=== ÉNONCÉ DU PROBLÈME 1 ===
Recopiez mot pour mot, dans l'article sur l'assassinat de Moncef Ben Ali, tout ce qui va de « Au printemps 1989, la » jusqu'à « affectivement très lié. ».

REVELATIONS SUR L’ASSASSINAT DE MONCEF BEN ALI

Par Slim Bagga La presse tunisienne aux ordres d’un régime en quête de respectabilité traîne dans la boue à longueur de colonnes les dissidents et les opposants à  la mafia qui a mis la main sur le pays depuis 18 ans. Mais elle ne dit mot sur les scandales qui ont éclaboussé ce régime deux ans à peine après son  avènement. L’affaire de « la Couscous Connexion » jugée à Paris en 1992 est l’un de ces scandales inoubliables qui ne donnera l’apparence de tomber dans les  oubliettes qu’avec la mort de Habib Ben Ali, dit Moncef, frère du Général-Président, en 1996. Dix ans après cette disparition troublante, « L’Audace » est en mesure d’apporter des révélations sur ce qui était un assassinat mafieux, programmé et  exécuté au nez de la police tunisienne omniprésente… Retour sur les faits

Au printemps 1989, la Brigade des stupéfiants dirigée par Joëlle P. parvient à interpeller à Orly une escouade de trafiquants de drogue qui se dirigeaient vers Tunis. Des mois de filature et d’écoutes téléphoniques ont permis à la police française d’être édifiée sur l’existence d’un vaste réseau de trafic de stupéfiants entre la Hollande et la France. L’originalité est que les membres de ce réseau sont tous Tunisiens. Le hic est que la filature et les écoutes téléphoniques à l’hôtel Edouard VII, dans le quartier de l’Opéra,  ont permis de constater que le chef du réseau est Moncef Ben Ali, frère du président de la République tunisienne auquel il est affectivement très lié.
Flairant que des mois de travail allaient s’évaporer dans la mesure où les trafiquants envisageaient de se rendre à Tunis et disparaître dans la nature, la commissaire décida d’agir et d’interpeller tout ce beau monde à leur embarquement. « L’homme bien sapé, qui la prit de haut en lui disant : vous ne savez pas qui je suis » était bel et bien Moncef Ben Ali. Toutes ces honorables gens sont néanmoins arrêtées (les frères Roma, Hamada Ben Cheikh,  actuellement vice-président de la municipalité de Kélibia, Noureddine Ben Aleya, restaurateur etc.) à l’exception de Moncef Ben Ali et de Ridha Hassen,  neveu du directeur de la sûreté nationale et ancien consul général à Rome, Frej Gdoura. Le premier faisait prévaloir son lien de parenté avec Ben Ali, le second portait la valise en cuir pleine à craquer de billets Pascal  (500francs). Au sommet de l’Etat français, on est prévenu et l’Exécutif laisse faire.

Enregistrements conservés
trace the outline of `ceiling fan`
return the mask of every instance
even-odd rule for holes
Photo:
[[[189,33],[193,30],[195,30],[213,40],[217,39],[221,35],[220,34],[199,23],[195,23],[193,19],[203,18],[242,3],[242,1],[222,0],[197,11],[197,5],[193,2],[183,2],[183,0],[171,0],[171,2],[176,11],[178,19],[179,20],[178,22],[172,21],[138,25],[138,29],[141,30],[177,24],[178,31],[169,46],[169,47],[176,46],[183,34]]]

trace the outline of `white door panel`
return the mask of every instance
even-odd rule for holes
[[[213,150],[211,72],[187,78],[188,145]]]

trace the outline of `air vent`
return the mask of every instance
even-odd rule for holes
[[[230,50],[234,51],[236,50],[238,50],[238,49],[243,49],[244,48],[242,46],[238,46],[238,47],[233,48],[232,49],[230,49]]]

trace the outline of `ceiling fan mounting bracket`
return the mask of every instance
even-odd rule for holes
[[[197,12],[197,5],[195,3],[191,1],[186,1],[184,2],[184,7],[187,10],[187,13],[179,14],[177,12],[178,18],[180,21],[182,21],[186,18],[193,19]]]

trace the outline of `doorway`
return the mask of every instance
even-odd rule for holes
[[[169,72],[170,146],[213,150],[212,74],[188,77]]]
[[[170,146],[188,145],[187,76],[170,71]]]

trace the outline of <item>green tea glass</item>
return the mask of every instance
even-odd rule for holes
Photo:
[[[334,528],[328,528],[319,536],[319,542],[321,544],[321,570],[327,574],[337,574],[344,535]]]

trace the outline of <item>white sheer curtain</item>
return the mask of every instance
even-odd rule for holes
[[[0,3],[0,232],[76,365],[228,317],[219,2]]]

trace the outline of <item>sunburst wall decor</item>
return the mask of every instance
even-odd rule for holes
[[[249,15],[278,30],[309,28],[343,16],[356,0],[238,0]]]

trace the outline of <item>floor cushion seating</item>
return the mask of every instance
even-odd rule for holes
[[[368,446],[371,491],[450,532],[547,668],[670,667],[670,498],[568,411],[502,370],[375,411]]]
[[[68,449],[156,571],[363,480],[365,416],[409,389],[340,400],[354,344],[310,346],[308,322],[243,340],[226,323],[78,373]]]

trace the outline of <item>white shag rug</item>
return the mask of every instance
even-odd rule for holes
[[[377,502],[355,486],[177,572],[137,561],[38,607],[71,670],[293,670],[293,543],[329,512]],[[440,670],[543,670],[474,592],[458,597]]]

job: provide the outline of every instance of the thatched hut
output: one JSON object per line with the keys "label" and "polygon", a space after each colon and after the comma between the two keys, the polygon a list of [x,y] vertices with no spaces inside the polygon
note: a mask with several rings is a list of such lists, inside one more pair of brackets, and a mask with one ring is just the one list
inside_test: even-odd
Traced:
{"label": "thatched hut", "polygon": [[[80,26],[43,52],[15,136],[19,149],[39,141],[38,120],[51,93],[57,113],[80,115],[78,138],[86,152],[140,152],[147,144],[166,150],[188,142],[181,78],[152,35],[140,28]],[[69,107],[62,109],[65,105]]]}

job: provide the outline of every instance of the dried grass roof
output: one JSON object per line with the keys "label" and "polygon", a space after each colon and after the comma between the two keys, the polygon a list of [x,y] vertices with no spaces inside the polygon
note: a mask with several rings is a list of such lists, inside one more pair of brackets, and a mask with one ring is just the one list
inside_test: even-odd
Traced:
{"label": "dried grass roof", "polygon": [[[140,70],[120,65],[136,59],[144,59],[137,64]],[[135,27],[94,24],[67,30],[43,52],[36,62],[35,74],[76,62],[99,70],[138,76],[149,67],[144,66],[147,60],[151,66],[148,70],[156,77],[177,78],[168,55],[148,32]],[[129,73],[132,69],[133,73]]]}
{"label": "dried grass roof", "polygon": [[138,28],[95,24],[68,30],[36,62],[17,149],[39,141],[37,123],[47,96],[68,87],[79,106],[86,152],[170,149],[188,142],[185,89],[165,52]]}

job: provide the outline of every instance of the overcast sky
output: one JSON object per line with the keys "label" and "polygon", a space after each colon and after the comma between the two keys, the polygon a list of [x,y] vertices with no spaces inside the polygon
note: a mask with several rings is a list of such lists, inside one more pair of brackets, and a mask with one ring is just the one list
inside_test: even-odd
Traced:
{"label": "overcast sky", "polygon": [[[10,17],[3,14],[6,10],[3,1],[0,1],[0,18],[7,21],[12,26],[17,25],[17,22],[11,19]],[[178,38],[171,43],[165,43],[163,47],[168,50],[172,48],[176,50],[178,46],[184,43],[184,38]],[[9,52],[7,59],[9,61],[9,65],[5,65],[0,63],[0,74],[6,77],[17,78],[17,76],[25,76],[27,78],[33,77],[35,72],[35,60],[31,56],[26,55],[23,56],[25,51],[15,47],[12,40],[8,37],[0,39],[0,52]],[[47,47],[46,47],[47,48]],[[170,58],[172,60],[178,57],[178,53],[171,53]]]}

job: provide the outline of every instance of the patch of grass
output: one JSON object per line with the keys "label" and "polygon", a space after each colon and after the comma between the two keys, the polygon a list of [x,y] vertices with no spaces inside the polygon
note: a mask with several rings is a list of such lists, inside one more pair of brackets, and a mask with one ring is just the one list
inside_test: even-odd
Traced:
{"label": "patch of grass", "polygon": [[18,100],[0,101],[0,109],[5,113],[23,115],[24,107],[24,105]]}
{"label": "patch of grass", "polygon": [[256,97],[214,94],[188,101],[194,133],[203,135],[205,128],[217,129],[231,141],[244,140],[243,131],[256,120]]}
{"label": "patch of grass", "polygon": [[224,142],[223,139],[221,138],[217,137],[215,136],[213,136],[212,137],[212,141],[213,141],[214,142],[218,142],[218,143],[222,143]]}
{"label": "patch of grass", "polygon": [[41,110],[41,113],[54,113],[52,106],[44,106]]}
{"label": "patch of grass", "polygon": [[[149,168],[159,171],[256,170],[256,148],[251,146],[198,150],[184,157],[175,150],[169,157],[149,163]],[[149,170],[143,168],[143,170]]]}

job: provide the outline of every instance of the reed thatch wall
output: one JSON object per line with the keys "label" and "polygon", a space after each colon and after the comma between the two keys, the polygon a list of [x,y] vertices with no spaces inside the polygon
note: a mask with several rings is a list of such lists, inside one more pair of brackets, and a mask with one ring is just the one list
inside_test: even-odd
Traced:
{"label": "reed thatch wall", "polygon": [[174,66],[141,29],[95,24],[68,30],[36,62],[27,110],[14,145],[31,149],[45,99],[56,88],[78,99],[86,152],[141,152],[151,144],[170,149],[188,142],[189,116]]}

=== ÉNONCÉ DU PROBLÈME 2 ===
Substituez « each instance » à « every instance » dans les enregistrements, depuis leur début jusqu'à la ligne contenant « [[[213,150],[211,72],[187,78],[188,145]]] » comprise, sans rien modifier d'autre, puis redonnez uniquement ces lignes.

=== RÉPONSE COMPLÈTE 1 ===
Au printemps 1989, la Brigade des stupéfiants dirigée par Joëlle P. parvient à interpeller à Orly une escouade de trafiquants de drogue qui se dirigeaient vers Tunis. Des mois de filature et d’écoutes téléphoniques ont permis à la police française d’être édifiée sur l’existence d’un vaste réseau de trafic de stupéfiants entre la Hollande et la France. L’originalité est que les membres de ce réseau sont tous Tunisiens. Le hic est que la filature et les écoutes téléphoniques à l’hôtel Edouard VII, dans le quartier de l’Opéra,  ont permis de constater que le chef du réseau est Moncef Ben Ali, frère du président de la République tunisienne auquel il est affectivement très lié.

=== RÉPONSE COMPLÈTE 2 ===
trace the outline of `ceiling fan`
return the mask of each instance
even-odd rule for holes
Photo:
[[[189,33],[193,30],[195,30],[213,40],[217,39],[221,35],[220,34],[199,23],[195,23],[193,19],[203,18],[242,3],[242,1],[222,0],[197,11],[197,5],[193,2],[183,2],[183,0],[171,0],[171,2],[176,11],[178,19],[179,20],[178,22],[172,21],[138,25],[138,29],[141,30],[177,24],[178,31],[169,46],[169,47],[176,46],[183,34]]]

trace the outline of `white door panel`
return the mask of each instance
even-odd rule for holes
[[[213,150],[211,72],[187,78],[188,145]]]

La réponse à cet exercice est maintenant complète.